Repeat the listing in full, word for word.
====== Material for this task ======
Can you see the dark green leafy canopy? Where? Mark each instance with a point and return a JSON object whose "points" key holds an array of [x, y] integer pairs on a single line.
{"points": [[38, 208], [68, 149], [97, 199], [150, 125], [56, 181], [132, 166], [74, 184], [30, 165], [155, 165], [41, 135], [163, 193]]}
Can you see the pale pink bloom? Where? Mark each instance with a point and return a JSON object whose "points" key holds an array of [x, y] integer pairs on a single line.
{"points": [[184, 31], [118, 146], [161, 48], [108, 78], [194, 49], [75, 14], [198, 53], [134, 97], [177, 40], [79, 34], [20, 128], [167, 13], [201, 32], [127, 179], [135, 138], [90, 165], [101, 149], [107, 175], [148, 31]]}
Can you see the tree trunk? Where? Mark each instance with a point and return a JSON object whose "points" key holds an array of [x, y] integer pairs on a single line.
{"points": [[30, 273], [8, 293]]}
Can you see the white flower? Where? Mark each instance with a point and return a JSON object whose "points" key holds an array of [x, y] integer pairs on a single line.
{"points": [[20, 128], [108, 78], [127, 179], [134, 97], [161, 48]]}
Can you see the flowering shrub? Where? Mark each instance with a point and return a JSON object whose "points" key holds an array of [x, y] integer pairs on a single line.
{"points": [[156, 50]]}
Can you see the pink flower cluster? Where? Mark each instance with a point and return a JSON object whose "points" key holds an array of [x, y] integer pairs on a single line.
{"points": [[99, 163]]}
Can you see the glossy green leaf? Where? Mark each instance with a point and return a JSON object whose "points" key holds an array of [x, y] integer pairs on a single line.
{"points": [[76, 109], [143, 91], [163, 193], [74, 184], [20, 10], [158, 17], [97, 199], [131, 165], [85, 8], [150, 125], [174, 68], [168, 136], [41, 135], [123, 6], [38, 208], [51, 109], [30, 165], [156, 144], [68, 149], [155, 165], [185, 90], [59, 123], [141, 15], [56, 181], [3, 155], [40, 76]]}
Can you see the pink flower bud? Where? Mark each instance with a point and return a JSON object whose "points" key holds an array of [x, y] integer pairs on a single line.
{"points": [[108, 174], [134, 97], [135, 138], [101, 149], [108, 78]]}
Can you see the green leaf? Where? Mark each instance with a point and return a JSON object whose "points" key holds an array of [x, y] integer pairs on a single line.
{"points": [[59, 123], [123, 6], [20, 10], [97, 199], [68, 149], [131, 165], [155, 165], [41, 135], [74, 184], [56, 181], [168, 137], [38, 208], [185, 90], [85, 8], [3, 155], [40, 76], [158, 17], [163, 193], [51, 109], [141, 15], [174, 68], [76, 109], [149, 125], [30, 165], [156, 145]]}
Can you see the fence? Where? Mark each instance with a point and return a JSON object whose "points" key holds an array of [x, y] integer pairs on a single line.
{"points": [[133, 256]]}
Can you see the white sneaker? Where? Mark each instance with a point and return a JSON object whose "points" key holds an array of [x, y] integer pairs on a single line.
======
◆ Task answer:
Can you see the dark green leafy canopy? Where? Mark each instance with a point and return a JSON object whose "points" key holds an array of [x, y] integer pairs on a single line.
{"points": [[38, 208], [68, 149], [97, 199], [150, 125], [56, 181], [132, 166], [74, 184], [30, 165], [155, 165], [41, 135], [163, 193]]}
Can you see the pale pink bloom? Where? Mark each instance with a point and return a JSON object whose "points" key holds an array of [x, y] integer pairs on a single line.
{"points": [[184, 31], [118, 146], [161, 48], [108, 78], [194, 49], [75, 14], [198, 53], [134, 97], [177, 40], [79, 34], [20, 128], [167, 13], [201, 32], [127, 179], [135, 138], [90, 165], [101, 149], [107, 175], [148, 31]]}
Can you see the tree trunk? Where? Mark each instance with a point and return a JSON object whose "points" key holds an array of [x, y] integer pairs on a single line.
{"points": [[30, 273], [8, 293]]}
Can you see the white flower? Where? Mark each instance with a point and return a JSON object whose "points" key holds an array of [x, y] integer pairs on a single line.
{"points": [[20, 128], [108, 78], [127, 179], [134, 97], [161, 48]]}
Can you see the flowering shrub? Where? Mark each instance with a point and return a JSON object whose "points" key holds an array of [x, y] integer pairs on a single line.
{"points": [[156, 50]]}
Can you see the pink flower cluster? Where? Mark each instance with a point and return a JSON object whose "points" key holds an array of [x, y] integer pairs on a single line.
{"points": [[99, 163]]}
Can you see the glossy green leaf? Where? Mark each instance with a point and return a JSON object whose "points" key holds an array of [x, y] integer pairs on a single line.
{"points": [[76, 109], [143, 91], [163, 193], [74, 184], [20, 10], [158, 17], [97, 199], [131, 165], [85, 8], [150, 125], [174, 68], [168, 136], [41, 135], [123, 6], [38, 208], [51, 109], [30, 165], [156, 144], [68, 149], [155, 165], [185, 90], [59, 123], [141, 15], [56, 181], [3, 155], [40, 76]]}
Can you see the pink flower bud? Where? Mark each instance with a point and return a JSON object whose "points" key holds an array of [x, y] integer pairs on a single line.
{"points": [[108, 174], [134, 97], [135, 138], [101, 149], [108, 78]]}
Can you see the green leaf? Where? Mark each instance with a point and return a JSON object whose "points" key holds an array of [x, y] integer pairs on a single line.
{"points": [[59, 123], [123, 6], [20, 10], [97, 199], [68, 149], [131, 165], [155, 165], [41, 135], [74, 184], [56, 181], [168, 137], [38, 208], [185, 90], [85, 8], [3, 155], [40, 76], [158, 17], [163, 193], [51, 109], [141, 15], [174, 68], [76, 109], [149, 125], [30, 165], [156, 145]]}
Can you see the fence? Where? Mark each instance with a point and return a JSON object whose "points" key holds an array of [x, y] integer pairs on a single line.
{"points": [[133, 256]]}
Can you see the white sneaker? Where? Mark each instance with a point and return a JSON object whose "points" key holds an array of [x, y] integer pairs on a single line.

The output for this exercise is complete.